** Work to do **
Return every one of the records below verbatim, with no changes to any character.

** Task inputs **

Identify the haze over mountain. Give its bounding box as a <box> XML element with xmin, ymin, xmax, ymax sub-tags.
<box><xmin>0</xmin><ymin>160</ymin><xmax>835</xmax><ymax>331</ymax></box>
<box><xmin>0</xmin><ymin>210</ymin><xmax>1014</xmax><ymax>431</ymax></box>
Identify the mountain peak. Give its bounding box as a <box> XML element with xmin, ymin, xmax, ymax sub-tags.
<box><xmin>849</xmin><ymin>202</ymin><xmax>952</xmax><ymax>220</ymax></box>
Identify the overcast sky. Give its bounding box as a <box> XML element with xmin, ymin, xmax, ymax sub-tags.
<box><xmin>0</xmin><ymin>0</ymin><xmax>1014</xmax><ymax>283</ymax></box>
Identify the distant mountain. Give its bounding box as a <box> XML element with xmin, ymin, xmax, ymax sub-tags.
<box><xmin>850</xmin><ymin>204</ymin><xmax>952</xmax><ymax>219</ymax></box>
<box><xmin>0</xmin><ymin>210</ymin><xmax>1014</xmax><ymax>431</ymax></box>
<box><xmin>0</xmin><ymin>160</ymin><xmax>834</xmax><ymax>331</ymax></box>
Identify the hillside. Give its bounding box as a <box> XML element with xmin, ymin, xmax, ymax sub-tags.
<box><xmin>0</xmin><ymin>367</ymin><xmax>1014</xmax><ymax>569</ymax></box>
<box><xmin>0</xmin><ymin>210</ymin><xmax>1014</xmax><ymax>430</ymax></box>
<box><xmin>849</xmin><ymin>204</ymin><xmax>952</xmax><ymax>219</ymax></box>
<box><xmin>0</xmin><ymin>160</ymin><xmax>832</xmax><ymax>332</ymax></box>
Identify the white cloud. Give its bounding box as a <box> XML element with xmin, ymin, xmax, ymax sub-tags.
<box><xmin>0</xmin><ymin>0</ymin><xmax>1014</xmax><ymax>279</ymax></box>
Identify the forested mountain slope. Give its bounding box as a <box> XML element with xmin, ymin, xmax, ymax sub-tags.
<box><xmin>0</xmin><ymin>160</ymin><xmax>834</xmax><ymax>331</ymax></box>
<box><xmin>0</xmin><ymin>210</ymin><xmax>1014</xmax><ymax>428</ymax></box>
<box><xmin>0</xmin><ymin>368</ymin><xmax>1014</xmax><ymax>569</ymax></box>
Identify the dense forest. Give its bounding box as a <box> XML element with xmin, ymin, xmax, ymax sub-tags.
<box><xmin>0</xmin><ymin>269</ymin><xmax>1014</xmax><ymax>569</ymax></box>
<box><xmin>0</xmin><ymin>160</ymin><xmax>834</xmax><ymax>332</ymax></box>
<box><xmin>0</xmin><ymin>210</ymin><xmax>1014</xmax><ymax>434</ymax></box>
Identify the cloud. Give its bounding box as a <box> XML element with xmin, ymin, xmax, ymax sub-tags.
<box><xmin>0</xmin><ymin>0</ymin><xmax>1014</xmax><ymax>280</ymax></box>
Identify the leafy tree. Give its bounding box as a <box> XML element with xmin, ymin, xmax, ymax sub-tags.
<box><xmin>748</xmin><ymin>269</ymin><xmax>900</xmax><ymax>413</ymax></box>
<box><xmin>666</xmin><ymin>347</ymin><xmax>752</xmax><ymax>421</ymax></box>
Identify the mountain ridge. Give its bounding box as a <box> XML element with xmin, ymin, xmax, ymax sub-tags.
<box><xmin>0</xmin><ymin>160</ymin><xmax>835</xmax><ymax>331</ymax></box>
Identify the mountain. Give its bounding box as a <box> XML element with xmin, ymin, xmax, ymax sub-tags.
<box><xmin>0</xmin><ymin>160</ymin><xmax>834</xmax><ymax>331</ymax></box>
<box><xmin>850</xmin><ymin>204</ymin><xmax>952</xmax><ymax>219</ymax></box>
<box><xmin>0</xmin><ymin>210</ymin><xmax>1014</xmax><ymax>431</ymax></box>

** Result below **
Identify the haze over mountain. Give its bounding box as a <box> XML element with xmin, ymin, xmax, ymax sub-tags.
<box><xmin>0</xmin><ymin>160</ymin><xmax>835</xmax><ymax>331</ymax></box>
<box><xmin>0</xmin><ymin>210</ymin><xmax>1014</xmax><ymax>431</ymax></box>
Identify the mountain peak. Give its bounding box as a <box> XML element with xmin, ymin, xmax, ymax sub-tags.
<box><xmin>849</xmin><ymin>202</ymin><xmax>952</xmax><ymax>220</ymax></box>
Identify the overcast sky. Give its bounding box as a <box> XML element with xmin, ymin, xmax, ymax sub-tags.
<box><xmin>0</xmin><ymin>0</ymin><xmax>1014</xmax><ymax>283</ymax></box>
Identify the distant mountain. Give its bounding box as a <box> XML element with xmin, ymin, xmax, ymax sub-tags.
<box><xmin>850</xmin><ymin>204</ymin><xmax>952</xmax><ymax>219</ymax></box>
<box><xmin>0</xmin><ymin>210</ymin><xmax>1014</xmax><ymax>431</ymax></box>
<box><xmin>0</xmin><ymin>160</ymin><xmax>834</xmax><ymax>331</ymax></box>
Identify the hillside. Give its bounding box as a <box> XML element with xmin, ymin, xmax, ymax sub-tags.
<box><xmin>0</xmin><ymin>367</ymin><xmax>1014</xmax><ymax>569</ymax></box>
<box><xmin>0</xmin><ymin>210</ymin><xmax>1014</xmax><ymax>430</ymax></box>
<box><xmin>849</xmin><ymin>204</ymin><xmax>952</xmax><ymax>219</ymax></box>
<box><xmin>0</xmin><ymin>160</ymin><xmax>832</xmax><ymax>332</ymax></box>
Identify the white cloud. Give its bounding box as a <box> XML element with xmin, ymin, xmax, ymax sub-tags.
<box><xmin>0</xmin><ymin>0</ymin><xmax>1014</xmax><ymax>279</ymax></box>
Identify the forested mountain slope. Give its bounding box as a <box> XML element with xmin, ymin, xmax, ymax sub-tags.
<box><xmin>0</xmin><ymin>160</ymin><xmax>834</xmax><ymax>331</ymax></box>
<box><xmin>0</xmin><ymin>210</ymin><xmax>1014</xmax><ymax>428</ymax></box>
<box><xmin>0</xmin><ymin>368</ymin><xmax>1014</xmax><ymax>569</ymax></box>
Identify the dense forest. Give its bounding box as a <box> XML element with xmin, ymin, xmax, ymax sub-tags.
<box><xmin>0</xmin><ymin>269</ymin><xmax>1014</xmax><ymax>569</ymax></box>
<box><xmin>0</xmin><ymin>160</ymin><xmax>834</xmax><ymax>332</ymax></box>
<box><xmin>0</xmin><ymin>210</ymin><xmax>1014</xmax><ymax>434</ymax></box>
Identify the cloud. Give its bounding box as a <box> XML element with xmin, ymin, xmax, ymax sub-tags.
<box><xmin>0</xmin><ymin>0</ymin><xmax>1014</xmax><ymax>280</ymax></box>
Identify the leafy tree. Give its bounding box as a <box> XML element with xmin, ymin, xmax, ymax sub-tags.
<box><xmin>748</xmin><ymin>269</ymin><xmax>900</xmax><ymax>413</ymax></box>
<box><xmin>666</xmin><ymin>347</ymin><xmax>752</xmax><ymax>421</ymax></box>
Identify the mountain ridge. Give its bounding box as a <box> XML element with xmin, ymin, xmax, ymax sub-tags.
<box><xmin>0</xmin><ymin>160</ymin><xmax>835</xmax><ymax>331</ymax></box>
Identify the mountain. Give its bounding box as a <box> XML element with xmin, ymin, xmax, ymax sub-tags.
<box><xmin>0</xmin><ymin>160</ymin><xmax>834</xmax><ymax>331</ymax></box>
<box><xmin>850</xmin><ymin>204</ymin><xmax>952</xmax><ymax>219</ymax></box>
<box><xmin>0</xmin><ymin>210</ymin><xmax>1014</xmax><ymax>431</ymax></box>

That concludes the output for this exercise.